# [GIVEN PASSAGE]
----------------------------------------

Evercore ISI reiterated an Outperform rating on Dell with a $270 price target, implying upside from the current $252.80 share price, and said its estimates are modestly above consensus at $34.9 billion in revenue and $2.89 EPS for fiscal Q1 2027. The firm highlighted continued AI infrastructure momentum, with Dell AI Factory now serving more than 5,000 customers and potential upside to the company's $50 billion AI server target. Dell is also seen as having room to raise fiscal 2027 guidance of $140 billion in sales and $12.90 EPS, supported by stronger AI server demand and new product launches.

----------------------------------------

# [RECORDS FOR THIS TASK]
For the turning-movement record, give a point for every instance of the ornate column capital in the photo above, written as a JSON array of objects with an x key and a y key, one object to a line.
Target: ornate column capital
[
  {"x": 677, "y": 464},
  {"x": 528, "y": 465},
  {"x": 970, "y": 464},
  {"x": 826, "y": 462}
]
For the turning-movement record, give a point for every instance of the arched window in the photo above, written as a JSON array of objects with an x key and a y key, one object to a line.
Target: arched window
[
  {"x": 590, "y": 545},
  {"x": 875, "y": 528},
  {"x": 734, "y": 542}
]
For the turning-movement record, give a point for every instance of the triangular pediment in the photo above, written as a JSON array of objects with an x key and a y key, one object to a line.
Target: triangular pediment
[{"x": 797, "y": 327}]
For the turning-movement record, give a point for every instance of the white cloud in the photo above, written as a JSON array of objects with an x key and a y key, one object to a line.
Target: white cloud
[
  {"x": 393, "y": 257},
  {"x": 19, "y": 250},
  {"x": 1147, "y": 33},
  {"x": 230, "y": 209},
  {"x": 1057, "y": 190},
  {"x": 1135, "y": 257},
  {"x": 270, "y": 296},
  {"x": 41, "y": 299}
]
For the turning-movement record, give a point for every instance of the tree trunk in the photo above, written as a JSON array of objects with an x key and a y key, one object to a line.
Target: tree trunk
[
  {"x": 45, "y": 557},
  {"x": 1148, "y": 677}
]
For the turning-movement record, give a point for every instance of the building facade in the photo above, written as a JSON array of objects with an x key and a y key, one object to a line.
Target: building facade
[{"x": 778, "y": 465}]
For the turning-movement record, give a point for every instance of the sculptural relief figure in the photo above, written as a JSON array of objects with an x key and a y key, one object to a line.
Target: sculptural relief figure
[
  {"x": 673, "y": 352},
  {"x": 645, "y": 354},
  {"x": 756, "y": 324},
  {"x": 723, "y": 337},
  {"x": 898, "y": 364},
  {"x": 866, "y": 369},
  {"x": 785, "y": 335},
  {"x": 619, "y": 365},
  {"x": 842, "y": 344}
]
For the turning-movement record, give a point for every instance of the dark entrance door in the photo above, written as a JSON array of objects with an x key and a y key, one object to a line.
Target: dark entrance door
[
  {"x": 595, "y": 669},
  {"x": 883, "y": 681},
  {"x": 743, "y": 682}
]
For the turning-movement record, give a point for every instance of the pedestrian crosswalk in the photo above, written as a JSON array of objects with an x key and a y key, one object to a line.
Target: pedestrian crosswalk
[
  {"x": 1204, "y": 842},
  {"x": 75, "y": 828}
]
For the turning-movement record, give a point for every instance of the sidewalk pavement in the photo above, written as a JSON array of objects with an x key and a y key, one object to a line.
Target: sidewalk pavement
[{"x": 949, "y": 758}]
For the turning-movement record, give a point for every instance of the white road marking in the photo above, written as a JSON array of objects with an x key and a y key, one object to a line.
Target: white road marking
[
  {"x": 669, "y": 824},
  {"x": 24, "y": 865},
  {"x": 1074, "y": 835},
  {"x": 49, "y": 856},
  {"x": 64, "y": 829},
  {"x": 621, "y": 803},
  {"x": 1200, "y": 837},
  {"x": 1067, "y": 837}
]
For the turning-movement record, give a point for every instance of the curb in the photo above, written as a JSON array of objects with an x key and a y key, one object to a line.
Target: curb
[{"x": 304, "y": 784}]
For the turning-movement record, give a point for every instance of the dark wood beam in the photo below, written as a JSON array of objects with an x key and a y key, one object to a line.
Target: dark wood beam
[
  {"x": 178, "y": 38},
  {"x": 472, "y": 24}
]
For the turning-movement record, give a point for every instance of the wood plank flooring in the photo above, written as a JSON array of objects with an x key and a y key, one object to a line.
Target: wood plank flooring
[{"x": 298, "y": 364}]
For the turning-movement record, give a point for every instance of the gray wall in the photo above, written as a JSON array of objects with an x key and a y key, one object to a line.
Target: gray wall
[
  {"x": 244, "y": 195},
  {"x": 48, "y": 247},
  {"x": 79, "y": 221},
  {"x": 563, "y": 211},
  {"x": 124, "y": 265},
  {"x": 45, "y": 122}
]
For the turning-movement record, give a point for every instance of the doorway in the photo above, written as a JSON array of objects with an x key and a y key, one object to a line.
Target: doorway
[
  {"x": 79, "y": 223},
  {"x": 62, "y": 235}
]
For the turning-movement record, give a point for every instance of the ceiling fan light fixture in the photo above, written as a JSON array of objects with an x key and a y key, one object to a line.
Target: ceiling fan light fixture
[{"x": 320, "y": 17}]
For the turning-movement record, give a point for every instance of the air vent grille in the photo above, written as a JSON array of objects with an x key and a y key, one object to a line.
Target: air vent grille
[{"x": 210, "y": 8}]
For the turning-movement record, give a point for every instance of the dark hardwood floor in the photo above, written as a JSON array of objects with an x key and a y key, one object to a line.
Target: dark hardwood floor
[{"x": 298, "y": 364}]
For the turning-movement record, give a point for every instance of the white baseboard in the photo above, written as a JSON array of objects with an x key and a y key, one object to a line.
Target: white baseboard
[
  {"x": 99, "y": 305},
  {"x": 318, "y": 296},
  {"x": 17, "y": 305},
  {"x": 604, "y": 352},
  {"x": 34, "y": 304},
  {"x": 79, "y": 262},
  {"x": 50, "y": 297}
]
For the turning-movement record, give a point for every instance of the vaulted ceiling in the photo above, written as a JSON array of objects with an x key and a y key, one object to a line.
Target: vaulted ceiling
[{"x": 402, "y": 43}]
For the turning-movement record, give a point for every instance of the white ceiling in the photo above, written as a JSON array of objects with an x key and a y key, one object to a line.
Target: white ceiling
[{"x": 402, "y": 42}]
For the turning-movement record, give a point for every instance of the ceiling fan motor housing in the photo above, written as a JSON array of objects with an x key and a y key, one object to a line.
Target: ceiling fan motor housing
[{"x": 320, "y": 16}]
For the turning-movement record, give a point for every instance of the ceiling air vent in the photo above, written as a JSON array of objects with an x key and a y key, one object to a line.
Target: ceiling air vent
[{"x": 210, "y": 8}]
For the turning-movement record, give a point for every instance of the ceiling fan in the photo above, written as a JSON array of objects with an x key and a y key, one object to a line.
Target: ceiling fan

----------------------------------------

# [GOAL 1]
Summarize the passage on Evercore ISI's view of Dell in two sentences.
# [GOAL 2]
Locate each line of the records that contains the string "ceiling" and copy it out in full.
The text and the records are unrelated to each other.

# [WRITTEN ANSWER 1]
Evercore ISI reiterated an Outperform rating on Dell with a $270 price target, and its fiscal Q1 2027 estimates are modestly above consensus. The firm cited continued AI infrastructure momentum and said Dell has room to raise its fiscal 2027 guidance, supported by stronger AI server demand and new product launches.

# [WRITTEN ANSWER 2]
For the turning-movement record, give a point for every instance of the ceiling fan light fixture in the photo above, written as a JSON array of objects with an x key and a y key, one object to a line.
Target: ceiling fan light fixture
For the turning-movement record, give a point for every instance of the vaulted ceiling in the photo above, written as a JSON array of objects with an x key and a y key, one object to a line.
Target: vaulted ceiling
For the turning-movement record, give a point for every instance of the white ceiling in the photo above, written as a JSON array of objects with an x key and a y key, one object to a line.
Target: white ceiling
For the turning-movement record, give a point for every instance of the ceiling fan motor housing in the photo above, written as a JSON array of objects with an x key and a y key, one object to a line.
Target: ceiling fan motor housing
For the turning-movement record, give a point for every instance of the ceiling air vent in the photo above, written as a JSON array of objects with an x key and a y key, one object to a line.
Target: ceiling air vent
For the turning-movement record, give a point for every instance of the ceiling fan in the photo above, written as a JSON array of objects with an x key and a y key, one object to a line.
Target: ceiling fan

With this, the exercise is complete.